EXTRAIT PRÉSENTÉ:
════════════════════
Entre Russie et Occident, la Chine confrontée au « dilemme ukrainien »

Chinese Foreign minister Wang Yi appears on a screen as he delivers a remote speech at the opening of a session of the UN Human Rights Council, following the Russian invasion in Ukraine, in Geneva, on February 28, 2022. - The UN Human Rights Council voted to hold an urgent debate about Russia's deadly invasion of Ukraine at Kyiv's request, amid widespread international condemnation of Moscow's attack. (Photo by Fabrice COFFRINI / AFP)

Pékin se retrouve dans une position délicate depuis l’invasion de l’Ukraine. Partenaire stratégique de la Russie, la Chine craint de perdre des marchés en Occident en marquant trop son soutien à Moscou. Elle reste prudente dans ses déclarations et observe de près la réponse occidentale, lorgnant elle-même sur le territoire voisin taiwanais.
════════════════════
Entrées enregistrées du jeu de données:
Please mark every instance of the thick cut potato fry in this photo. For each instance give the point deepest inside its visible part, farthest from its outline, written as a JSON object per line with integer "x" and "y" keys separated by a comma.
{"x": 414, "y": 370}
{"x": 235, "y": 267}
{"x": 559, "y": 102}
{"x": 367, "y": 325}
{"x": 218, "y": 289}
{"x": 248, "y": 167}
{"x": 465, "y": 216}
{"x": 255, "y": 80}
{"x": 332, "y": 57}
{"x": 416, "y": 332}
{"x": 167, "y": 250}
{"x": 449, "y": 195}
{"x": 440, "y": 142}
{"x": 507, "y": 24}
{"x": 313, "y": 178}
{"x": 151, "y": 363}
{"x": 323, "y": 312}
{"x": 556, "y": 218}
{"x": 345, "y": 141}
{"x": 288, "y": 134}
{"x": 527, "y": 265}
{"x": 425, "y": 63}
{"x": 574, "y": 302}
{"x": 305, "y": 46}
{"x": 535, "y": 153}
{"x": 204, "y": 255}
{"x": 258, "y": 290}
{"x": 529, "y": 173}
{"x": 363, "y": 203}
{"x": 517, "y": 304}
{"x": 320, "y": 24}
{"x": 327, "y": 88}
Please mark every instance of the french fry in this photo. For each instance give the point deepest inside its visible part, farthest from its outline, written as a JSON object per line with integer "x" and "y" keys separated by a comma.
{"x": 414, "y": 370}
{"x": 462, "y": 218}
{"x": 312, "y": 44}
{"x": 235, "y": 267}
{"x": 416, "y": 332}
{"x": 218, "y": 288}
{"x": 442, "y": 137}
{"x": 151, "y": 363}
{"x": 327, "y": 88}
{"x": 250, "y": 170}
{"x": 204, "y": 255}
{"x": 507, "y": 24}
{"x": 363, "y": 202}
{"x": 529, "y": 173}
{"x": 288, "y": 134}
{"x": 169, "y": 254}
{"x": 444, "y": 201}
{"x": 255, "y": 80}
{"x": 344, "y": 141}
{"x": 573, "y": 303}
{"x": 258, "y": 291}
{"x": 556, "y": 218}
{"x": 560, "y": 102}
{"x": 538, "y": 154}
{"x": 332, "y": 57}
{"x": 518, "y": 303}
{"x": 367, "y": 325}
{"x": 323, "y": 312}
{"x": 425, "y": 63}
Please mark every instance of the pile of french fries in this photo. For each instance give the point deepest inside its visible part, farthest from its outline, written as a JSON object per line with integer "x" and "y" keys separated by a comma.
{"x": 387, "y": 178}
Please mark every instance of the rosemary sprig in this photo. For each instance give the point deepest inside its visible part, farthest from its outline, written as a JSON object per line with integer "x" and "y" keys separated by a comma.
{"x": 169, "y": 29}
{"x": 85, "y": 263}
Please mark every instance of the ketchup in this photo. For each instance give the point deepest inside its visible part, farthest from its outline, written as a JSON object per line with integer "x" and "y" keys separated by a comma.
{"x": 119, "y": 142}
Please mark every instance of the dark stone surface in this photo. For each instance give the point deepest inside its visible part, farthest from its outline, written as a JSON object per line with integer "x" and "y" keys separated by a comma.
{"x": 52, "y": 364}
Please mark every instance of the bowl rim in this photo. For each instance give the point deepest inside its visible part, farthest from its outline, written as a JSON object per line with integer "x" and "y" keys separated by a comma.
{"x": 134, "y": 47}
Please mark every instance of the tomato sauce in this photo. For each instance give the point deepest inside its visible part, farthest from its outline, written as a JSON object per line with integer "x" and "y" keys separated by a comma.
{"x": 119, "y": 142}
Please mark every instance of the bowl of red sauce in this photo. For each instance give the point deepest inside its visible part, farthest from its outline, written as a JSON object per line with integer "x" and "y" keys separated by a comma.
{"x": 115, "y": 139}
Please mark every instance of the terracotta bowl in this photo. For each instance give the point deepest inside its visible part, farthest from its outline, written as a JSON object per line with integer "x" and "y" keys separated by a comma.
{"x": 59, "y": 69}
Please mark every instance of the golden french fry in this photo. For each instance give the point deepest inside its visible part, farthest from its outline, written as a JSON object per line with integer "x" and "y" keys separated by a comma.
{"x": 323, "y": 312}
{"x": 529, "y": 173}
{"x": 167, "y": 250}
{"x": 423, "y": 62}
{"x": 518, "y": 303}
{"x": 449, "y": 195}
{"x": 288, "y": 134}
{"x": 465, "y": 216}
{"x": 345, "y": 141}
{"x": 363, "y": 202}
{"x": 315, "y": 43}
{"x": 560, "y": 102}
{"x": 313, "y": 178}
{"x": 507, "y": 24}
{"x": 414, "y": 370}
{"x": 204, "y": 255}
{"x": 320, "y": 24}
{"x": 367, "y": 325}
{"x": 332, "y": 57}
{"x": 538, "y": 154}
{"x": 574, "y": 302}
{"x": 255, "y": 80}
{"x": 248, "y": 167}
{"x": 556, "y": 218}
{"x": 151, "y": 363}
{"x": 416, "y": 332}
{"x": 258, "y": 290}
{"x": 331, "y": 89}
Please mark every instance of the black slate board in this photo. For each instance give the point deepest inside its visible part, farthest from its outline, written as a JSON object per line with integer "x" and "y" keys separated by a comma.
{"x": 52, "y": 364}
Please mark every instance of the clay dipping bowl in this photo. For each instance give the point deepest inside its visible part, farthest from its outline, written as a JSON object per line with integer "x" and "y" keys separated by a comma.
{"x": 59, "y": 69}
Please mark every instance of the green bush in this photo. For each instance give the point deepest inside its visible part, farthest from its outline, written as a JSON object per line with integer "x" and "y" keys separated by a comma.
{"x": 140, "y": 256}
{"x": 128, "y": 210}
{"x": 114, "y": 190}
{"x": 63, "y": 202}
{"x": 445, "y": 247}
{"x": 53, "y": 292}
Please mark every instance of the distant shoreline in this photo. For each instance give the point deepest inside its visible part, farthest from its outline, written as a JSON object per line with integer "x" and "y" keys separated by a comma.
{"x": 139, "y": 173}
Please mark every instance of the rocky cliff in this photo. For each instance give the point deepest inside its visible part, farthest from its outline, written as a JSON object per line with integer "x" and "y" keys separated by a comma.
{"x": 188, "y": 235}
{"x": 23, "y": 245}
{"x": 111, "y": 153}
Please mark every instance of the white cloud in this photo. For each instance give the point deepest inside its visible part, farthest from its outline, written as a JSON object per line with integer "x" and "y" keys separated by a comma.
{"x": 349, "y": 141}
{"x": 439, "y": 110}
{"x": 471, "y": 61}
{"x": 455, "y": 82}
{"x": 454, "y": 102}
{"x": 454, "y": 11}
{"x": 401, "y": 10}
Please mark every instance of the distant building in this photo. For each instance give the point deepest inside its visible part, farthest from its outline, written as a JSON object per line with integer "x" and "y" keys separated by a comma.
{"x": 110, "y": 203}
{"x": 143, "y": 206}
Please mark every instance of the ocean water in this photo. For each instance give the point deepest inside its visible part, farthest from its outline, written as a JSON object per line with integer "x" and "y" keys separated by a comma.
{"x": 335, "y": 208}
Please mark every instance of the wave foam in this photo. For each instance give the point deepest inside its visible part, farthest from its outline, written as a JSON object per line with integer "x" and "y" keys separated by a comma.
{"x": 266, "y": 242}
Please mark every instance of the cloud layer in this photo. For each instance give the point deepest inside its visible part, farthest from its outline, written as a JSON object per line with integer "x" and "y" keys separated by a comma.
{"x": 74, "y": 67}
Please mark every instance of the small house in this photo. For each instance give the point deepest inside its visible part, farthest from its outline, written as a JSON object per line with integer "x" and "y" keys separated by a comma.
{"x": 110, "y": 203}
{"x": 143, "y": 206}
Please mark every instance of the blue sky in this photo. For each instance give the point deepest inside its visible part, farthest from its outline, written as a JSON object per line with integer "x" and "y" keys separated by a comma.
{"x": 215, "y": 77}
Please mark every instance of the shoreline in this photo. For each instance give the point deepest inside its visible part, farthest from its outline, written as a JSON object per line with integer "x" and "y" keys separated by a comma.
════════════════════
OBJECTIFS:
1 - Recopiez fidèlement le passage de l'article sur la Chine et l'Ukraine qui va de « Chinese Foreign minister » jusqu'à « territoire voisin taiwanais. ».
2 - Présentez en tableau Markdown, avec les colonnes « N° » et « Ligne », les lignes des enregistrements depuis celle qui contient « Please mark every instance of the blue » jusqu'à la fin des enregistrements, sans les lignes vides.

RÉSULTATS FINAUX:
1 -
Chinese Foreign minister Wang Yi appears on a screen as he delivers a remote speech at the opening of a session of the UN Human Rights Council, following the Russian invasion in Ukraine, in Geneva, on February 28, 2022. - The UN Human Rights Council voted to hold an urgent debate about Russia's deadly invasion of Ukraine at Kyiv's request, amid widespread international condemnation of Moscow's attack. (Photo by Fabrice COFFRINI / AFP)

Pékin se retrouve dans une position délicate depuis l’invasion de l’Ukraine. Partenaire stratégique de la Russie, la Chine craint de perdre des marchés en Occident en marquant trop son soutien à Moscou. Elle reste prudente dans ses déclarations et observe de près la réponse occidentale, lorgnant elle-même sur le territoire voisin taiwanais.

2 -
| N° | Ligne |
|---|---|
| 1 | Please mark every instance of the blue sky in this photo. For each instance give the point deepest inside its visible part, farthest from its outline, written as a JSON object per line with integer "x" and "y" keys separated by a comma. |
| 2 | {"x": 215, "y": 77} |
| 3 | Please mark every instance of the shoreline in this photo. For each instance give the point deepest inside its visible part, farthest from its outline, written as a JSON object per line with integer "x" and "y" keys separated by a comma. |